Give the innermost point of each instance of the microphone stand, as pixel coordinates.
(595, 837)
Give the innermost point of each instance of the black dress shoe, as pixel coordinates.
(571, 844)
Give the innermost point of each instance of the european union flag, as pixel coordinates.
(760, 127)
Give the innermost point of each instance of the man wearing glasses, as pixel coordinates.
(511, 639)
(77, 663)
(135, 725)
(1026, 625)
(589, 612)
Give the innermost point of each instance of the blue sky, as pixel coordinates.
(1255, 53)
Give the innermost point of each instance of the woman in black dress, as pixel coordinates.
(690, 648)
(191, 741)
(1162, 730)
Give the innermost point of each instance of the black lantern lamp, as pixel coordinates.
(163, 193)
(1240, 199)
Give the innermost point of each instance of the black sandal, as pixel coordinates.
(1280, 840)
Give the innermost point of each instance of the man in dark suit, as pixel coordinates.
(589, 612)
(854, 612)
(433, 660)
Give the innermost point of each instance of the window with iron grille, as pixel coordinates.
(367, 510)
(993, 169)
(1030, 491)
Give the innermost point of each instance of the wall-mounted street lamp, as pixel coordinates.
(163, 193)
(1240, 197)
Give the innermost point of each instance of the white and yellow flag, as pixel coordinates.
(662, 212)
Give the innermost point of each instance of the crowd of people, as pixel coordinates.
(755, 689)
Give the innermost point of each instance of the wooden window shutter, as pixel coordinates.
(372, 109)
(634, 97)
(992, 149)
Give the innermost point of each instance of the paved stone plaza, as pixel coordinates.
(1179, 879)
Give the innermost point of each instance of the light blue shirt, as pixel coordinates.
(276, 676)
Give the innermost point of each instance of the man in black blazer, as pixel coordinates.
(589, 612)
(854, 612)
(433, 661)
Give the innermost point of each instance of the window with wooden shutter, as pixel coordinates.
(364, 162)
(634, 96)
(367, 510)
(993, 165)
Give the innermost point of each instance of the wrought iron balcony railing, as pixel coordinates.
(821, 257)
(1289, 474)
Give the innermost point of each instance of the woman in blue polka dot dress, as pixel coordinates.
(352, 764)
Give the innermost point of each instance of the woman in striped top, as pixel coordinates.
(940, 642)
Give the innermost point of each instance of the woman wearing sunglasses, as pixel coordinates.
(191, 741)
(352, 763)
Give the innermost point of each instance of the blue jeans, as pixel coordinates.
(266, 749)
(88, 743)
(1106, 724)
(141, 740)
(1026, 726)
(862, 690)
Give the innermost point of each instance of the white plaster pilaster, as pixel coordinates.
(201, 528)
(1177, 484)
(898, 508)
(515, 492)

* * * *

» Problem requirements
Exactly reproduce every record.

» Full solution
Give the innermost point of each instance of the microphone stand, as pixel coordinates.
(595, 837)
Give the innermost point of each instance of the black dress shoe, as pixel coordinates.
(571, 844)
Give the innermost point of each instance of the european union flag, as pixel coordinates.
(760, 127)
Give the innermost point of each instance of the man wearing glasses, as pixel coordinates.
(511, 639)
(77, 663)
(135, 725)
(1026, 625)
(589, 612)
Give the innermost point of each instance of the blue sky, as pixel coordinates.
(1255, 53)
Give the innermost point of each instance of the woman in black dress, as pixel coordinates.
(690, 648)
(191, 741)
(1162, 730)
Give the innermost point of each instance of the black lantern lamp, as pixel coordinates.
(163, 193)
(1240, 199)
Give the innermost point of each instance of the black sandal, as pixel coordinates.
(1280, 840)
Give the innermost point of each instance of the man in dark suit, as pixel coordinates.
(589, 612)
(854, 612)
(433, 660)
Give the innermost point of each instance of the window with iron grille, as pixel coordinates.
(367, 510)
(993, 169)
(1030, 491)
Give the innermost point of each instance of the wall-mounted street lamp, as pixel coordinates.
(163, 193)
(1240, 197)
Give the innermost point of each instance of the white and yellow flag, as pixel coordinates.
(662, 212)
Give the innermost point of each instance of the crowd of people, as pixel coordinates.
(755, 689)
Give the innermost point of each instance of the wooden window shutter, as pixel coordinates.
(372, 109)
(634, 97)
(992, 149)
Give the innermost point of each instance of the paved stone plaza, as pixel coordinates.
(1179, 879)
Give the innermost point of each instance of the light blue shirt, as pixel coordinates.
(276, 676)
Give the innermost point of each instance of the man in black blazer, as pixel coordinates.
(589, 612)
(854, 612)
(433, 661)
Give the innermost point of each instance of the window with wooden shutter, as pixel coordinates.
(364, 162)
(634, 96)
(367, 510)
(993, 165)
Give the innermost point of each instance of the wrought iron balcony railing, as pixel coordinates.
(821, 257)
(1289, 474)
Give the innermost point of each instance of the woman in blue polka dot dress, as pixel coordinates.
(352, 764)
Give the innermost point of each instance of the woman in striped top, as pixel coordinates.
(940, 642)
Give the innermost point of each instance of the woman wearing sunglasses, as pixel coordinates.
(191, 741)
(352, 763)
Give the innermost point of each instance of the blue jeans, as pixel coordinates.
(266, 749)
(88, 743)
(1106, 724)
(141, 740)
(1026, 726)
(862, 690)
Give the innermost point of each instance of the white plaster pilaster, as pixel coordinates.
(201, 528)
(1177, 484)
(898, 508)
(515, 492)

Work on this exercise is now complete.